- [Document section]:
Artivist Series - Marie Maltais
art center director
Video conversation with Marie…click here
What Marie talks about…
Marie says she was always interested in art. Art was a part of the culture she grew up in. Her father was a science teacher who exposed her to scientific ideas and conservation. He introduced her to recycling and composting long before these practices were popular. When she went to college her diverse background made it a struggle to know what direction to go.
Marie began focusing on water projects about 11 years ago during World Water Day. Her awareness grew out of a personal experience with owning a home with a depleted well. She gained appreciation for the value of water as a resource.
She was introduced to virtual reality be a house guest. It was a visual door that opened for her. She found a company who could take her vision and create the H2O – An Ocean of Science app. When the app is launched, you see a globe that rises out of a jet of water. The globe has markers on it. Each marker represents a location experiencing problems with water. Touch the marker and you see a picture and some basic facts as well as given links for more in depth study.
The comments of retired Canadian astronaut Colonel Chris Hadfield resonated with Marie. She reported he said” Science is how we understand things. Engineering is how we make things work. But when we want to communicate, we use art. Marie says that art is a way to help humans visually quantify large numbers. It makes these things real. Often when people hear statistics they turn off because the problem seems too big. However, she says that when the blinders are taken off, the problem can’t be avoided anymore. Marie says that technology has opened a huge platform for artists and she doesn’t believe that audiences will turn away from more traditional art in favor of technological art.

- [Assignment A]:
Do these statements agree with the Marie Maltais profile? Answer yes or no for each, quoting the words that decide it. (i) Marie's father was a science teacher. (ii) Marie began focusing on water projects about 20 years ago. (iii) Marie believes audiences will abandon traditional art for technological art.
- [Assignment B]:
In the Marie Maltais profile, recast the paragraph beginning "Marie says she was always interested in art" as a short bulleted list that keeps its main facts.
- [Assignment C]:
Continue the Marie Maltais profile from its final sentence.
The rows after the text are not needed here.

- [Provided records]:
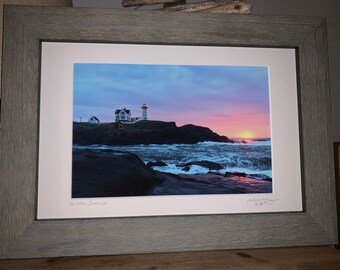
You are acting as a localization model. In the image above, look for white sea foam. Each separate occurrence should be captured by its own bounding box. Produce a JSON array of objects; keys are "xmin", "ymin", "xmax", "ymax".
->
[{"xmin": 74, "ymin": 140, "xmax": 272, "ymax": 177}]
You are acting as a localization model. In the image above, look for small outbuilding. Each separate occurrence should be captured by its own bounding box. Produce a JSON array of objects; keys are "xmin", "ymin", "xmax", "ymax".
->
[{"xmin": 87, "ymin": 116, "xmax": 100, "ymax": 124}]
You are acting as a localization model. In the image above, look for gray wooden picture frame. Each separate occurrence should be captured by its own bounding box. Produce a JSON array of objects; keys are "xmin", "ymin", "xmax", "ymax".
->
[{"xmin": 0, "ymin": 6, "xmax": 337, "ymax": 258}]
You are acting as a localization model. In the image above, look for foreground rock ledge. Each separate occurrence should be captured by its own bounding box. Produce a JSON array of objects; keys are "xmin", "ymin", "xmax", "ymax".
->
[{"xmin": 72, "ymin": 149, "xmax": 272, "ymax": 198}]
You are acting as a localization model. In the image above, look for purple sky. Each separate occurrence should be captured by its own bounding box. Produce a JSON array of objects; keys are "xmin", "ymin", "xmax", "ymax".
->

- [Answer box A]:
(i) Yes: "Her father was a science teacher who exposed her to scientific ideas and conservation."
(ii) No: "Marie began focusing on water projects about 11 years ago during World Water Day."
(iii) No: "she doesn’t believe that audiences will turn away from more traditional art in favor of technological art."

- [Answer box B]:
- Marie was always interested in art, which was part of the culture she grew up in.
- Her father, a science teacher, exposed her to scientific ideas and conservation.
- He introduced her to recycling and composting before these practices were popular.
- In college, her diverse background made it hard to choose a direction.

- [Answer box C]:
Show Notes
Pam Ferris-Olson (00:00): Today on the Women Mind the Water Artivist Series, I am speaking with Marie Maltais. Marie is the director of the art center at the University of New Brunswick in Fredericton. In addition to overseeing the center's collection, she pre notes that role of art in understanding the contemporary world and its role in the exchange of ideas and knowledge. The Woman Mind the Water podcast series engages artists in conversation about their work and explores her connection with the ocean. Through their stories, Women Mind the Water hopes to inspire and encourage action to protect the ocean and her creatures. I am pleased to welcome Marie Maltais to the Artivist Series podcast. In the last decade, Marie has been raising awareness about environmental issues through art. Her first project H2O: Liquid Measure was a maze of 6,500 plastic water bottles. The installation called attention to our disposable culture and its contribution to plastic pollution.
Pam Ferris-Olson (01:04): In 2019, she oversaw an exhibition entitled, Cascade: Our Plastic; Our Planet; Our Choice. This multifaceted project featured a floor to ceiling waterfall made from plastic. The art center just launched H2O: an Ocean of Science, it's an interactive app developed in collaboration with Spandrel Interactive, a New Brunswick based game and digital media developer. The app was designed for use with a smartphone or tablet, users can interact by contributing their own observations and thereby becoming part of a global conversation about climate change. Welcome Marie, thank you for joining me on the Women Mind The Water Artivist Series podcast. It is wonderful to meet another woman who is actively engaged in conversations with artists and audiences about the environmental impact humans have on the planet, and more specifically the ocean. Marie, your resume lists a degree in fine art history, as well as a diploma in experiential arts. What it doesn't tell me is where you grew up or what led you to follow the path that you did.
Marie Maltais (02:23): That's a good question. I've always been interested in art, I've always painted and drawn and I was taken to art galleries and I saw architecture at a very early age. So, it was always a part of the culture that I grew up in. So that was a struggle I had as a student at school, which direction to go in, there were so many interests that it was quite difficult. So I started at the University of Toronto with a degree in English and then ended up in the fine art history for a master's in fine art, but went to the Ontario College of Art & Design in between those times. So I think art has just always been a presence.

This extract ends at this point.